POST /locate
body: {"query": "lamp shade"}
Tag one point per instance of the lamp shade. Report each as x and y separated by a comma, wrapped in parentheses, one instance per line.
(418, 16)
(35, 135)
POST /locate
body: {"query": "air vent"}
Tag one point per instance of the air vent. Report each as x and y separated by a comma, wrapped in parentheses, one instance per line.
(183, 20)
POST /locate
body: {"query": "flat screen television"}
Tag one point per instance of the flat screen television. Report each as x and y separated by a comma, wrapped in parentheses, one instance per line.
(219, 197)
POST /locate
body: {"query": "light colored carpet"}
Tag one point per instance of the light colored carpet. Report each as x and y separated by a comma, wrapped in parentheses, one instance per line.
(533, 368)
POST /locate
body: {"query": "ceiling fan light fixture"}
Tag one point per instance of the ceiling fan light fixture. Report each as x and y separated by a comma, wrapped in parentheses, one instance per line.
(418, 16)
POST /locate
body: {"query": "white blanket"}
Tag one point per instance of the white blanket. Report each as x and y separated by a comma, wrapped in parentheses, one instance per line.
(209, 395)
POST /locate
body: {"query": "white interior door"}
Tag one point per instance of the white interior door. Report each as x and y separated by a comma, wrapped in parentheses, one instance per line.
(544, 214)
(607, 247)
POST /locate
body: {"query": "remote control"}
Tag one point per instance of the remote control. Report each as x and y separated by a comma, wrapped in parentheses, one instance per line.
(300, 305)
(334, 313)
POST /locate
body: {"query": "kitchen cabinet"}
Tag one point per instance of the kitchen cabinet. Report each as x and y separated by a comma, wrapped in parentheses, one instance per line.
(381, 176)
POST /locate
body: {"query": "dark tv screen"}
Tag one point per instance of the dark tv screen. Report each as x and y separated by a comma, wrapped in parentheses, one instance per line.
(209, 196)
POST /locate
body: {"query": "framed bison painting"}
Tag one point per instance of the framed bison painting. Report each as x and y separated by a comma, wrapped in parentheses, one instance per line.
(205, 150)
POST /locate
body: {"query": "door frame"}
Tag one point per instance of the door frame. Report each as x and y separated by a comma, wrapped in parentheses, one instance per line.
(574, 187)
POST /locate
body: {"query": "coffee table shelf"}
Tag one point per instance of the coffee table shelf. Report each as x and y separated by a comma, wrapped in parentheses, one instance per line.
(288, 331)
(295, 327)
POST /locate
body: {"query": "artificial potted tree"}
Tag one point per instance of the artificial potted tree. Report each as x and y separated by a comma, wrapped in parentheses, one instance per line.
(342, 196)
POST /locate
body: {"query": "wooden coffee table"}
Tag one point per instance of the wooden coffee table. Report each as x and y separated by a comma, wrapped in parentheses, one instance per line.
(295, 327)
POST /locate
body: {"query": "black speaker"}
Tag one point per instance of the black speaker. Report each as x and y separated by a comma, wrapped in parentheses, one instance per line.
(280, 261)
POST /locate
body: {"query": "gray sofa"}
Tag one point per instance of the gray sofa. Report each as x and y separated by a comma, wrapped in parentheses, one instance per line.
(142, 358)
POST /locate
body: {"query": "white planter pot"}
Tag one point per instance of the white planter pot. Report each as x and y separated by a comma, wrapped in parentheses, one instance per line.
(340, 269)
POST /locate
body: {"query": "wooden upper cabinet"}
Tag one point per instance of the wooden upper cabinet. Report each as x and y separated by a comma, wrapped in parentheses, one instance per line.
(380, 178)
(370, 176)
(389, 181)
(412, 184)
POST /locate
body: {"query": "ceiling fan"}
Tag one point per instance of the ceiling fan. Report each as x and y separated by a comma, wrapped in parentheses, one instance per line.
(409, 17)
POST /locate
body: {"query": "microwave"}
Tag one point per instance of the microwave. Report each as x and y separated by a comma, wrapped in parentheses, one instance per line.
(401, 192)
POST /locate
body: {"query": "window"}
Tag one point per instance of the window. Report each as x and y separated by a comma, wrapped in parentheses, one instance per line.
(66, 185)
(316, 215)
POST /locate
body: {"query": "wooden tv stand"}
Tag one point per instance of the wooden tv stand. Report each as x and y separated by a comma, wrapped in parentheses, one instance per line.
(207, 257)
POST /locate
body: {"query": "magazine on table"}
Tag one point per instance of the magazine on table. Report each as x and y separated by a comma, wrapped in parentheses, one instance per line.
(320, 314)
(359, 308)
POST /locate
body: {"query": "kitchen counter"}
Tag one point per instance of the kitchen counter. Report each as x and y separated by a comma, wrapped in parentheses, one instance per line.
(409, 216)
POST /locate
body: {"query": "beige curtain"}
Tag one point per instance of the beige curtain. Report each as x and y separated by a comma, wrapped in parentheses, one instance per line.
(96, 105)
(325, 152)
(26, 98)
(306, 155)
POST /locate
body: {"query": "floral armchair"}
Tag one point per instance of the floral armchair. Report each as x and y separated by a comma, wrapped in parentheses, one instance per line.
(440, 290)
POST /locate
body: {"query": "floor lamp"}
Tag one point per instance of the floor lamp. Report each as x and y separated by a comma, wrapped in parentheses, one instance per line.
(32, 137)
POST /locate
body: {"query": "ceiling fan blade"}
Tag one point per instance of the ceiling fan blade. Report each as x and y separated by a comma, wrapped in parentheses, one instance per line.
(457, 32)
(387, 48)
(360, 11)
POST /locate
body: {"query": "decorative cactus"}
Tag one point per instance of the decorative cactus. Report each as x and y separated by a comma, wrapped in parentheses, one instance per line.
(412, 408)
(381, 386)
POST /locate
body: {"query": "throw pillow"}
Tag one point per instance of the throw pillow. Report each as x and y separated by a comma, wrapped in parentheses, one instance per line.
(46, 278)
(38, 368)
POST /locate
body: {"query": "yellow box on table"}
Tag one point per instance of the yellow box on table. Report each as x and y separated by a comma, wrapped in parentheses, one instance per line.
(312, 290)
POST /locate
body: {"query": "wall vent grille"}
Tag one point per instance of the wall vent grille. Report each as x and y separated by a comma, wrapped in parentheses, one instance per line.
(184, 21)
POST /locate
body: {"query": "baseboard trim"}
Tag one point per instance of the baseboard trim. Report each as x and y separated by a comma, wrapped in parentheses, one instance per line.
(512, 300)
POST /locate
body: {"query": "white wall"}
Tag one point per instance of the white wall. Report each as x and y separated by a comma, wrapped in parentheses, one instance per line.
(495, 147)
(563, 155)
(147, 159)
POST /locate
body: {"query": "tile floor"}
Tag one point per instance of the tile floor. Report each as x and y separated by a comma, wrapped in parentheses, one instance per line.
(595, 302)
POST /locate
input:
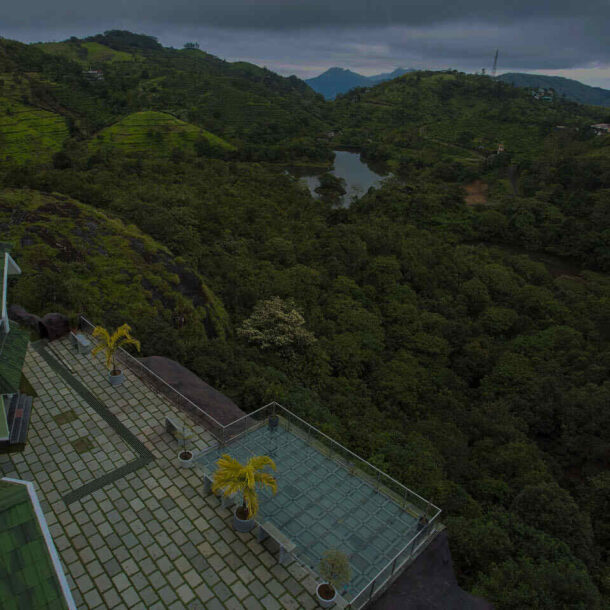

#####

**Task to complete**
How many lines of the data above contain the string "television", counting only matches with the same case? Reply with the number alone.

**Written answer**
2